[Objectives]
1 - In the history excerpt, who was killed by a sniper at the start of the Battle of Atlanta?
2 - List every year that opens an entry in the history excerpt.
3 - Write the next part of the history excerpt, picking up right after its last sentence.

[Passage to read]
start

One positive result of the panic after the battle was the Congress authorized the
creation of the Washington D.C. Metropolitan Police Force, to supplant all previous
militias and provost guards to maintain order in the garrisoned city.

1862- EMANCIPATION- President Abraham Lincoln called a secret cabinet meeting at
The White House in the dead of night. Abe opened the session by reading jokes from
a newspaper by humorist Artemus Ward. The cabinet officers exchanged confused glances. Secretary of State William Seward found Abe’s folksy-hillbilly humor annoying. He wondered if the Old Tycoon would ever get to the point. Lincoln then shocked them
all, when he said that he intended to free the slaves by presidential proclamation. This
without the consent of Congress. Seward convinced him not do it until there was
a Union battle victory, because to do so at the then bad state of affairs would
look more like a last act of desperation. In a few weeks the Battle of Antietam
was fought, which wasn’t a great victory, but it was at least it wasn’t an embarrassing
defeat, so then the Emancipation Proclamation was announced.

1864- THE BATTLE OF ATLANTA- Confederate leader John Bell Hood attempted to break the siege of the Atlanta by William Tecumseh Sherman. At the beginning of the fight Sherman’s gifted corps commander General Dan MacPherson was killed by a sniper. MacPherson was admired by the generals of both sides. Had he lived, many predicted he would have been President. When MacPherson’s successor General John Logan asked for orders, Sherman told him "Just Fight’em. Fight them like Hell!" Hoods attempts at a break out failed.

1893 –Katharine L. Bates wrote the song "America the Beautiful," in Colorado.

1894- The first true automobile race- from Paris to Rouen.

1898- Russian revolutionary Lenin married Nadehzda Krupskaya.

1916- Anarchists set off a bomb at a Preparedness Day Parade in San Francisco. Ten
killed. Despite overwhelming evidence of their innocence, union leaders Tom Mooney and Warren Billings were convicted of murder and given life sentences. Mooney was pardoned in 1939 and Billings not until 1961! Oh, uh…sorry about your life there.

1917 –In the provisional government between the fall of the Russian Czar and the
Communist revolution A.P. Kerensky was the leading figure. This day after Prince
Lvov resigned from the government Alexander Kerensky became Russian Prime Minister
and combined it with the defense and justice ministry. He moved his offices into
the Czars palace and began virtual one man rule. It was said Kerensky was very passionate and motivational as a speaker, he just didn’t have many ideas.

end

[Raw data]

start

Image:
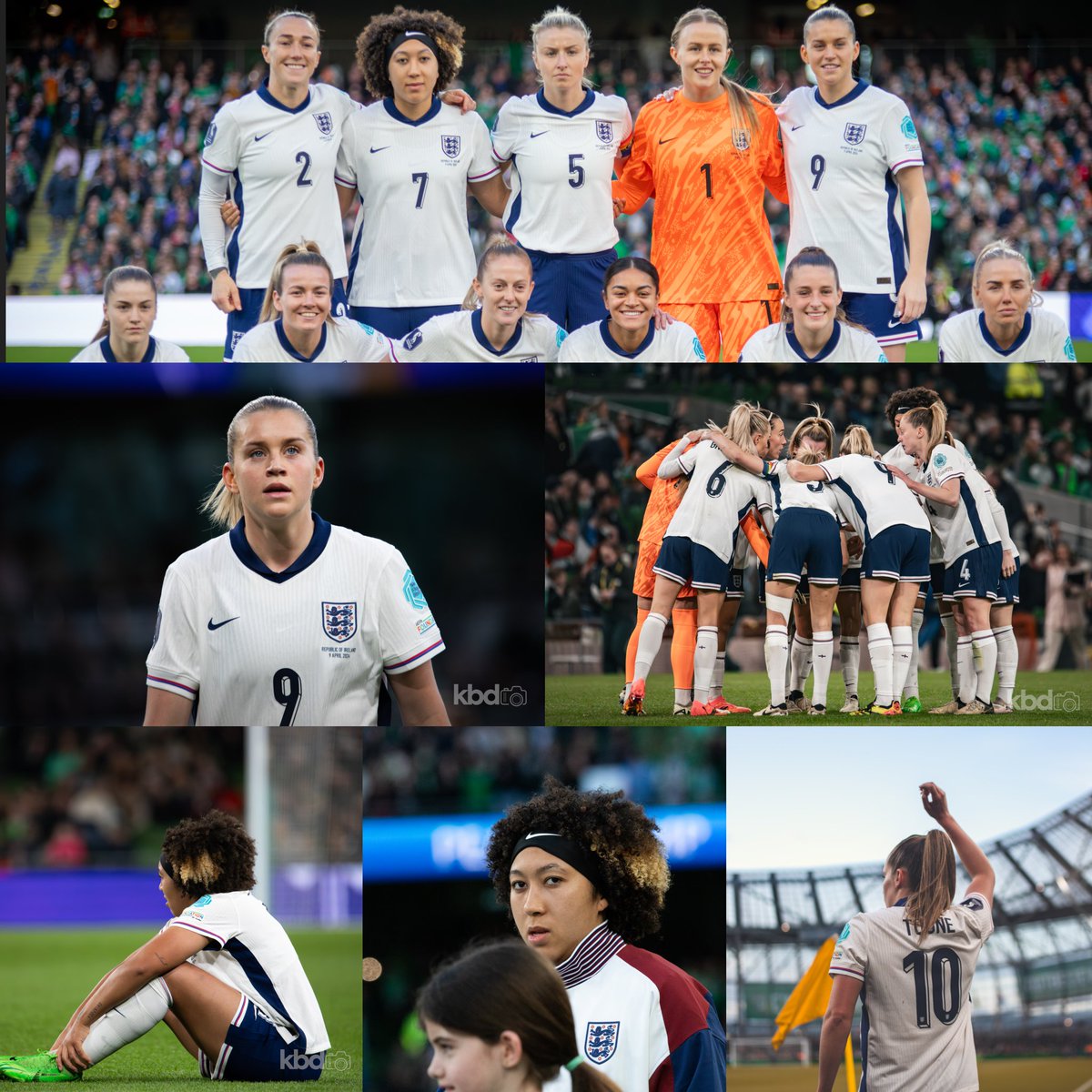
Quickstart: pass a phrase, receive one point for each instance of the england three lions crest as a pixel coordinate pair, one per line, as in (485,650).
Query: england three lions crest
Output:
(339,621)
(601,1041)
(854,134)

end

[Answers to the exercise]
1 - General Dan MacPherson, Sherman's corps commander, was killed by a sniper.

2 - 1862, 1864, 1893, 1894, 1898, 1916, 1917

3 -
1921- Artist Man Ray arrived in Paris determined to go Dada!

1933- Wiley Post completed the first solo flight around the world. The following
year Post would die in the same plane crash as writer Will Rogers.

1934- Public Enemy #1-John Dillinger was shot down by G-Man Melvin Purvis coming
out of the Biograph Theater on Lincoln Ave. in Chicago. He had just seen Clark
Gable and Myrna Loy in Manhattan Melodrama. Dillinger 's identity was betrayed
by Anna Sage, the Woman in Red, a German-Romanian prostitute who didn't want
to be deported. As they came out of the theater Purvis shouted “ STICKEM UP JOHNNIE!” Dillinger dropped into a crouch and went for his gun. Purvis blew him away. Anna Sage was deported anyway.

1945- In one of the last diplomatic notes to come out of Japan before the atomic bombing, Japan’s Foreign Minister said Japan refused any surrender terms that did keep their Emperor in absolute power.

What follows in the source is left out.